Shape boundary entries
╭──

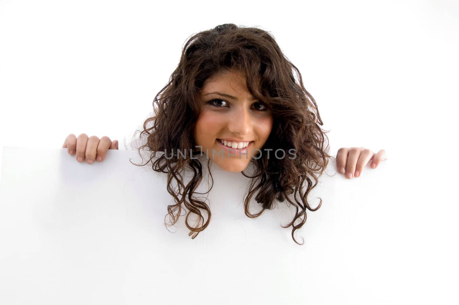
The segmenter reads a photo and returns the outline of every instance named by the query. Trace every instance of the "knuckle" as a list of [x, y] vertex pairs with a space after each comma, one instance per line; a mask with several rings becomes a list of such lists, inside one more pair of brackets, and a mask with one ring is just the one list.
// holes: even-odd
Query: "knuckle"
[[90, 159], [91, 160], [94, 160], [95, 159], [95, 154], [89, 151], [89, 150], [86, 150], [86, 159]]
[[99, 141], [99, 137], [97, 136], [91, 136], [89, 137], [89, 139], [92, 140], [97, 140], [97, 141]]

╰──

__What is needed__. Write the records out once more, exactly as they appear, with no pictures.

__Response__.
The segmenter reads a photo and returns the outline of every instance named by the query. Trace every instance of the "knuckle" as a list of [x, y] vertex pairs with a space after each comma, one instance per line; a mask with several rings becomes a list of such lists, inside one more pair of brackets, and a mask with one ring is just the one list.
// holes: even-odd
Query: "knuckle"
[[90, 159], [91, 160], [94, 160], [95, 159], [95, 154], [89, 151], [89, 150], [86, 150], [86, 159]]
[[99, 141], [99, 137], [97, 136], [91, 136], [89, 137], [89, 139], [92, 140], [97, 140], [97, 141]]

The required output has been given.